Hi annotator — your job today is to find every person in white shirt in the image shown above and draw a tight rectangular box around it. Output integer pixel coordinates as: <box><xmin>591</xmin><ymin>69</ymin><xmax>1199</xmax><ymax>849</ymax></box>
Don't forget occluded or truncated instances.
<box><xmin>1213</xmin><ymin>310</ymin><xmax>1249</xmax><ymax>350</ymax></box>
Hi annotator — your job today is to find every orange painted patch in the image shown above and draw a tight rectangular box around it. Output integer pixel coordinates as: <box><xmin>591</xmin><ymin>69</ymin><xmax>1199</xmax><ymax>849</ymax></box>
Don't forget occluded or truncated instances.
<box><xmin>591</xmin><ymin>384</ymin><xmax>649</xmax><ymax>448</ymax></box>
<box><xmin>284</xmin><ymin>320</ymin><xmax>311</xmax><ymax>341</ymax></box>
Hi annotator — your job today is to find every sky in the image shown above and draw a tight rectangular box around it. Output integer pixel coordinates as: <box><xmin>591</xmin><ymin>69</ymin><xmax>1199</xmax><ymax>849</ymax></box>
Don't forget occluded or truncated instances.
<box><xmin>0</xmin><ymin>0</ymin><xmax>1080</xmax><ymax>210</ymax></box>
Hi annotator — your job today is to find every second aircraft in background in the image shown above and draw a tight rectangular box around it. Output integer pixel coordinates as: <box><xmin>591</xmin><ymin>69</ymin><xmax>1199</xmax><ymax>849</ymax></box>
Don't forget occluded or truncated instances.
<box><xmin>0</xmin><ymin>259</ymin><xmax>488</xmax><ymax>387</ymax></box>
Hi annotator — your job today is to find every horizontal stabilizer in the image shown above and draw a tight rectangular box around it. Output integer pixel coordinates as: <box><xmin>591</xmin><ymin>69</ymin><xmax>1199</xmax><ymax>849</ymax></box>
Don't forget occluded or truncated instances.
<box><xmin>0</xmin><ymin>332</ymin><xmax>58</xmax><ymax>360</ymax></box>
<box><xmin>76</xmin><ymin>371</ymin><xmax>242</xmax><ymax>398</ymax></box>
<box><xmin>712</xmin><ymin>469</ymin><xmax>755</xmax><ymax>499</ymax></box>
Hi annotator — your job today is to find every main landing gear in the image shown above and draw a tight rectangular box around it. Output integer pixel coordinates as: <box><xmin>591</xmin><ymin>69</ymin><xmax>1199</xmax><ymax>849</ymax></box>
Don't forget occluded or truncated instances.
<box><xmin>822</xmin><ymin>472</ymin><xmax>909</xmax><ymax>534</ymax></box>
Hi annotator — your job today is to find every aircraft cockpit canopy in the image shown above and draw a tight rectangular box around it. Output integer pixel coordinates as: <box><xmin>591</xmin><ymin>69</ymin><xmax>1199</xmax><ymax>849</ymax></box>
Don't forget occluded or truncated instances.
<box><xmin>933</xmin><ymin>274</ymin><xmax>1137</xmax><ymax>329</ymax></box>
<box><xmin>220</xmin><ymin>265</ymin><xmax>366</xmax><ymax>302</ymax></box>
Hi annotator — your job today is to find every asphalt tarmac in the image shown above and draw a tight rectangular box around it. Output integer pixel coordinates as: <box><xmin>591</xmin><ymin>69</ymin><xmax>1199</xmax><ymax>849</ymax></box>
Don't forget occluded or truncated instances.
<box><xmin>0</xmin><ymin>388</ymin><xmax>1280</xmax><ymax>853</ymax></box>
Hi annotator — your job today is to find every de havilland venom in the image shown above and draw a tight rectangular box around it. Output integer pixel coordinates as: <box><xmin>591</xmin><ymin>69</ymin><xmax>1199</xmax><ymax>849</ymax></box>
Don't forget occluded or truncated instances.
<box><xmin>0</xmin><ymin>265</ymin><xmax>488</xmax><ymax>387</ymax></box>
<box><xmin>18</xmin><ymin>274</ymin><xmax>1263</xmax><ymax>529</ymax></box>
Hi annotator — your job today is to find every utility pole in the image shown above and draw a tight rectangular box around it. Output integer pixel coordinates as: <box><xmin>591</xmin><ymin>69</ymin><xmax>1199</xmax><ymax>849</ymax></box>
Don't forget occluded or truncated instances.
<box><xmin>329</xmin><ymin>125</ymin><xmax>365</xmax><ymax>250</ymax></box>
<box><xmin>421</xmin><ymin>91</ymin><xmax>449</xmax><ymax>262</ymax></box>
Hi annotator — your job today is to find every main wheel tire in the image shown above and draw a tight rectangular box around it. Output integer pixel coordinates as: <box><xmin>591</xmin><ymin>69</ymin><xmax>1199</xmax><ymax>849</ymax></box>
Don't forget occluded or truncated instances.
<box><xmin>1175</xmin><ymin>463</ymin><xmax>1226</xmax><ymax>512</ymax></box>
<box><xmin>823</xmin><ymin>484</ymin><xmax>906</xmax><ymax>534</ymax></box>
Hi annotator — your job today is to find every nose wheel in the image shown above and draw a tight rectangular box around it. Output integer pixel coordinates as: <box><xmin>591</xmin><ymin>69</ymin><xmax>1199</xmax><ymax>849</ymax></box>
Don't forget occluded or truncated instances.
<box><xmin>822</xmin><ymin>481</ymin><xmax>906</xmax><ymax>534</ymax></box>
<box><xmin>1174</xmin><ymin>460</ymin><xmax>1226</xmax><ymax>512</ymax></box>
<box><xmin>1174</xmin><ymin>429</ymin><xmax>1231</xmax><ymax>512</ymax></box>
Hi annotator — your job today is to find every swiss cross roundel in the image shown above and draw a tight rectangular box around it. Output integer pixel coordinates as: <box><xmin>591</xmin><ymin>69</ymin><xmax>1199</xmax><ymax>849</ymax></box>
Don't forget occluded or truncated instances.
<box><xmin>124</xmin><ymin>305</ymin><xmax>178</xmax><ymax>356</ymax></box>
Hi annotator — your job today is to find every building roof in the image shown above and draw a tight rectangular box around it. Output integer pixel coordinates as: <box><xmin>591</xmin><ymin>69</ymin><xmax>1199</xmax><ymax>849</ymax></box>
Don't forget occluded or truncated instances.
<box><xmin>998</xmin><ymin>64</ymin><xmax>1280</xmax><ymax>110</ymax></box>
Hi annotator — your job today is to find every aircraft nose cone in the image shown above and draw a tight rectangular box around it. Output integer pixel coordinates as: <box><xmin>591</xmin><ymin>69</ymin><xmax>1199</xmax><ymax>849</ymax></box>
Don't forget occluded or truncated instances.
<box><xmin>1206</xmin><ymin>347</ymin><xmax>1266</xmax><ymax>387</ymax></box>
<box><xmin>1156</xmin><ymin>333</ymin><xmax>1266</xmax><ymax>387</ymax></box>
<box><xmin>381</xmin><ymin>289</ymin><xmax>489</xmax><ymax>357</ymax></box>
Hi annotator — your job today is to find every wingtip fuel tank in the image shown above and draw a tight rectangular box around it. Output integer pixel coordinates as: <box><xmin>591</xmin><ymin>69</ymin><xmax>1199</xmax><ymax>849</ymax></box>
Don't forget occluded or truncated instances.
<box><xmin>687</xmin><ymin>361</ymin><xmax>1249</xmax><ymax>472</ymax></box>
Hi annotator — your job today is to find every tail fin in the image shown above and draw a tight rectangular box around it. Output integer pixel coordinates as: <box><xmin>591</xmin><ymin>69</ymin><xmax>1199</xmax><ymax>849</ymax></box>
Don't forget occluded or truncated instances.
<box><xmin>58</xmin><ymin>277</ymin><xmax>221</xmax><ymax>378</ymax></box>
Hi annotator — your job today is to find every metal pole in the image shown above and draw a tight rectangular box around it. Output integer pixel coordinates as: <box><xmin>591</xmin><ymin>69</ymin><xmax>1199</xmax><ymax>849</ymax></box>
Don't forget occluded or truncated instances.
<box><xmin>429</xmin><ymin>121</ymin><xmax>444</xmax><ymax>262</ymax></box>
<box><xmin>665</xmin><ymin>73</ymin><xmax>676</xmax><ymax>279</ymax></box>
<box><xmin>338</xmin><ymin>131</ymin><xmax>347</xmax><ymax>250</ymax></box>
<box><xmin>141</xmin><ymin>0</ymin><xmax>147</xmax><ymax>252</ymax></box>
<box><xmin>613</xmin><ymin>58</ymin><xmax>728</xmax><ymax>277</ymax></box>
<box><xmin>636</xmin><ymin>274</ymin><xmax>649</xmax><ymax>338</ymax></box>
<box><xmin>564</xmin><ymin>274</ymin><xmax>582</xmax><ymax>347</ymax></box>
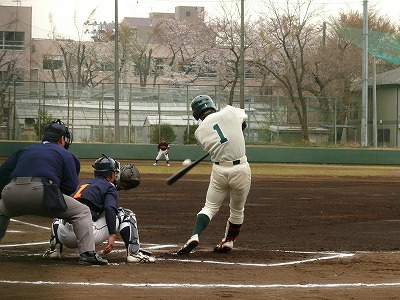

········

• **TASK DETAILS**
Report, in full, every line of the listing above that contains the string "pole". Match case exactly.

• **CORRECT OUTPUT**
Hi annotator — your job today is to find every utility pole in the image shown above and draw a tight rectangular box around it. Output integer pixel coordinates as: <box><xmin>591</xmin><ymin>69</ymin><xmax>1199</xmax><ymax>849</ymax></box>
Hi annotator — your job today is to find every metal pole in the image shown above and draw a tight rectangular box around it. Output integer pixel coordinates as: <box><xmin>591</xmin><ymin>69</ymin><xmax>1199</xmax><ymax>849</ymax></box>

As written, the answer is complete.